◆ Exercise directions ◆
Repeat word for word everything from the line containing "written as (247,127)." to the end of the listing, first and last lines included, and only that.

Stored dataset items
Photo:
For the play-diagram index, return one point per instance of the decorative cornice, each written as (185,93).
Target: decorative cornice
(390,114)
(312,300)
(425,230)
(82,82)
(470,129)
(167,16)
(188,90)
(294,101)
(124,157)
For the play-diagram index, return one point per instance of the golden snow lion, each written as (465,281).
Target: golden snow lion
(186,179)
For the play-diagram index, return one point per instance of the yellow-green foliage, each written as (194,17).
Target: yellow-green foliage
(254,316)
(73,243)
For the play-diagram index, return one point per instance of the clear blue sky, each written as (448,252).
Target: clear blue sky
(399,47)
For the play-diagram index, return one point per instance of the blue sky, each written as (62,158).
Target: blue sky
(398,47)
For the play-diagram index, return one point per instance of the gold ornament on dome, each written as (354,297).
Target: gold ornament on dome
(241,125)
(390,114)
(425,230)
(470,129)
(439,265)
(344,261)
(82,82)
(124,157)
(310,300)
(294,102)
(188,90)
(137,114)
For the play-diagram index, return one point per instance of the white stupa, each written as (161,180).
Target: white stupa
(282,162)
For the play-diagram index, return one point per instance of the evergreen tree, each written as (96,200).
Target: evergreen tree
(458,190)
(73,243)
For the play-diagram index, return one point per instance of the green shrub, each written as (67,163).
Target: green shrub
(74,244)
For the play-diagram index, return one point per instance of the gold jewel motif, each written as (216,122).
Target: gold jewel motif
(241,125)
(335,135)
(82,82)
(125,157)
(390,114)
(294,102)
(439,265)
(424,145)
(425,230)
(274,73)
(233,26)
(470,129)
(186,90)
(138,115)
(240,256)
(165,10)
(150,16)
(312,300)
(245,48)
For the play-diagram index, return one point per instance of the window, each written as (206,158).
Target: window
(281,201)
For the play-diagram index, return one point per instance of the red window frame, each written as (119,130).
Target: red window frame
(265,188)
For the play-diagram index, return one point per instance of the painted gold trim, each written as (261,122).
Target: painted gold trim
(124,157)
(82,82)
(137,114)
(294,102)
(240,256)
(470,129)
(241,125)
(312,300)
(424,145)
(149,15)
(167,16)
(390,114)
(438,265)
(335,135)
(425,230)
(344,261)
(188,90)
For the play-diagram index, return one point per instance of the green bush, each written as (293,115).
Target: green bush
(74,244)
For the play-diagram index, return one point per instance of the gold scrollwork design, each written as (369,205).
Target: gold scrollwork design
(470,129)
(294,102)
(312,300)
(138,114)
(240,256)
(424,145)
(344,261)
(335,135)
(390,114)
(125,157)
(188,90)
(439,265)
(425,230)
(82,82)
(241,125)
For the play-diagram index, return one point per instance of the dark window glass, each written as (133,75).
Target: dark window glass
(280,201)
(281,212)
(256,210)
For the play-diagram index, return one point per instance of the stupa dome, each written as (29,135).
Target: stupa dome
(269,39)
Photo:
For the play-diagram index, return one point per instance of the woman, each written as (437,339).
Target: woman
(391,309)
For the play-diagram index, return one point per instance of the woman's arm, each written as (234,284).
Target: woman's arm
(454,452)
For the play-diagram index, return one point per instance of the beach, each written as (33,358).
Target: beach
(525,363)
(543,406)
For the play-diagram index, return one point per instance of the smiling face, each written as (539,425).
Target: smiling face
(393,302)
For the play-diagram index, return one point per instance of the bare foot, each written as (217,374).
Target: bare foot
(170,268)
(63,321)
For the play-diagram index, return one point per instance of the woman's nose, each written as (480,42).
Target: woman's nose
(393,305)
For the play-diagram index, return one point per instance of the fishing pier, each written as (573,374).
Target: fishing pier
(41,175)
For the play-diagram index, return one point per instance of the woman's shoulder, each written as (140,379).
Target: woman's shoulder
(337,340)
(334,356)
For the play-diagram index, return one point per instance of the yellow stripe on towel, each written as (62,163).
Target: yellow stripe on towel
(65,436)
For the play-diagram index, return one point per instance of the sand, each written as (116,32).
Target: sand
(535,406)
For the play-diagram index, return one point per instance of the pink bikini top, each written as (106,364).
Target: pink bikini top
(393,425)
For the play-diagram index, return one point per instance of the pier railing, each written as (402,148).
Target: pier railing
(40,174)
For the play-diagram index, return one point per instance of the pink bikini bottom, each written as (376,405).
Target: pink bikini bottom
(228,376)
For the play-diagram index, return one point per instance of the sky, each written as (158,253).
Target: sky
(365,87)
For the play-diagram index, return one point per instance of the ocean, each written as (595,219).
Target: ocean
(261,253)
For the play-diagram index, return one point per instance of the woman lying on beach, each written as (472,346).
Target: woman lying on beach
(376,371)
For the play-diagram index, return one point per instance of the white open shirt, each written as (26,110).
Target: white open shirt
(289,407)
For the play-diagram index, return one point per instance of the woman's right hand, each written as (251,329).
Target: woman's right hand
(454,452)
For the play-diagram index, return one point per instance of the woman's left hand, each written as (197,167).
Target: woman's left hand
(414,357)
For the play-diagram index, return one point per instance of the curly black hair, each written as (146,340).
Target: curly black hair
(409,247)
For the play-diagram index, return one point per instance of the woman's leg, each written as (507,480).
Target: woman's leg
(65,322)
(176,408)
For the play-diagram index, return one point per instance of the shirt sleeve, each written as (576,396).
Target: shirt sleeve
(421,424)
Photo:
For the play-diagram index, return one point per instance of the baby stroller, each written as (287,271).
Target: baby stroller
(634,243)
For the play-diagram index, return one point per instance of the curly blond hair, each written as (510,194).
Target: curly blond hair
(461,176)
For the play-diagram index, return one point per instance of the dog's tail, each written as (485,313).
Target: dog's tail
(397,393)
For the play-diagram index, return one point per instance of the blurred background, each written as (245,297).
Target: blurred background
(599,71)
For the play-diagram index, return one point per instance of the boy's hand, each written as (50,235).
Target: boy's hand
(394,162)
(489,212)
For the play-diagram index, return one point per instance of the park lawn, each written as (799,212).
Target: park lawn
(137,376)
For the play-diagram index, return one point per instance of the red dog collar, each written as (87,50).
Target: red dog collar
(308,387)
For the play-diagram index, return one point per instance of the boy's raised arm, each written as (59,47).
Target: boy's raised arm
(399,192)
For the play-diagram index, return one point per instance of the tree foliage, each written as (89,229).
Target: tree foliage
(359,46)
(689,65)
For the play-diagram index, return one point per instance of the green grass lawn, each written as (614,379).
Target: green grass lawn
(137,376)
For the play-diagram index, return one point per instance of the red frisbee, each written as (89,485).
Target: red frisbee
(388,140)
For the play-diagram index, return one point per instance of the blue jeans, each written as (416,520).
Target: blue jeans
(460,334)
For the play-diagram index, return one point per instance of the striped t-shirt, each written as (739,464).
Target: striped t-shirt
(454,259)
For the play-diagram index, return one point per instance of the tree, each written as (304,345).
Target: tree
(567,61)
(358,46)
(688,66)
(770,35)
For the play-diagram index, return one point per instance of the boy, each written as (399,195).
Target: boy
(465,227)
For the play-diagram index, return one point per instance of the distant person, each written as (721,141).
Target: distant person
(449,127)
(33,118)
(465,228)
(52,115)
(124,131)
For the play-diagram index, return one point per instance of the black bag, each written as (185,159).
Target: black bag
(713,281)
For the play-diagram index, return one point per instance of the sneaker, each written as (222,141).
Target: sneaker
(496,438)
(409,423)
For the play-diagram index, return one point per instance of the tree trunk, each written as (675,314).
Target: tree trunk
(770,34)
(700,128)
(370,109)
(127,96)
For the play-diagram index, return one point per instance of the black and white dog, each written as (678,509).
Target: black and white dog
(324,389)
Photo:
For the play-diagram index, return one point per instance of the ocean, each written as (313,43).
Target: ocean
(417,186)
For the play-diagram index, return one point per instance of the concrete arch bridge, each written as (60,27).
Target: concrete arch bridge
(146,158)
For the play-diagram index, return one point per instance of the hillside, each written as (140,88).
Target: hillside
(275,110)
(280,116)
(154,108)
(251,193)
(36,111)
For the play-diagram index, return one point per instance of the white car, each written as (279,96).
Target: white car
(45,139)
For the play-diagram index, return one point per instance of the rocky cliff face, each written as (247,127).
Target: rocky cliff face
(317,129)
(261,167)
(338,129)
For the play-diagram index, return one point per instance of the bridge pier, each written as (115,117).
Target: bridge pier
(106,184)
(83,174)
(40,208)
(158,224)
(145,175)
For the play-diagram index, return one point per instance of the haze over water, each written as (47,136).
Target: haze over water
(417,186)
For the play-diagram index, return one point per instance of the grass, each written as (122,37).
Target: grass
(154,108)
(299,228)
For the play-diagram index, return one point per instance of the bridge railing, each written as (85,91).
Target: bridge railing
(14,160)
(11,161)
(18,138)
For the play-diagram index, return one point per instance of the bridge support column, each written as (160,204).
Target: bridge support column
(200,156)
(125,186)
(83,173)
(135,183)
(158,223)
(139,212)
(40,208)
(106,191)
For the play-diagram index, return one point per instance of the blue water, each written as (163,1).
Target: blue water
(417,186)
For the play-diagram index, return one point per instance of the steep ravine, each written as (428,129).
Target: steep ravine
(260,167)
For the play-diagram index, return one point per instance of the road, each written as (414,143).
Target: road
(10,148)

◆ Answer to the exercise ◆
For the play-diagram index, return one point per instance of the rocky cliff face, each written as (247,127).
Target: rocky cliff face
(317,129)
(261,167)
(338,129)
For the play-diagram index, return one point per instance of the bridge pier, each written as (115,117).
Target: bridge pier
(106,184)
(83,174)
(40,208)
(158,224)
(145,175)
For the play-diagram index, return one point per instance of the haze over water, each written as (47,136).
Target: haze over water
(417,186)
For the play-diagram index, return one point per instance of the grass, each written as (122,37).
Target: grass
(154,108)
(299,228)
For the play-diagram index, return one point per instance of the bridge railing, each written as (85,91).
Target: bridge railing
(14,160)
(11,161)
(18,138)
For the play-diagram index, return one point per instance of the bridge support column, each written as (160,204).
Target: bridge support column
(200,156)
(125,186)
(83,173)
(135,183)
(158,223)
(139,212)
(40,208)
(106,191)
For the play-diagram index, return one point per instance of the blue water, each written as (163,1).
Target: blue water
(417,186)
For the play-diagram index, return one point per instance of the steep ravine, each written as (428,129).
Target: steep ravine
(260,167)
For the play-diagram index, return one point per instance of the road, each written as (414,143).
Target: road
(10,148)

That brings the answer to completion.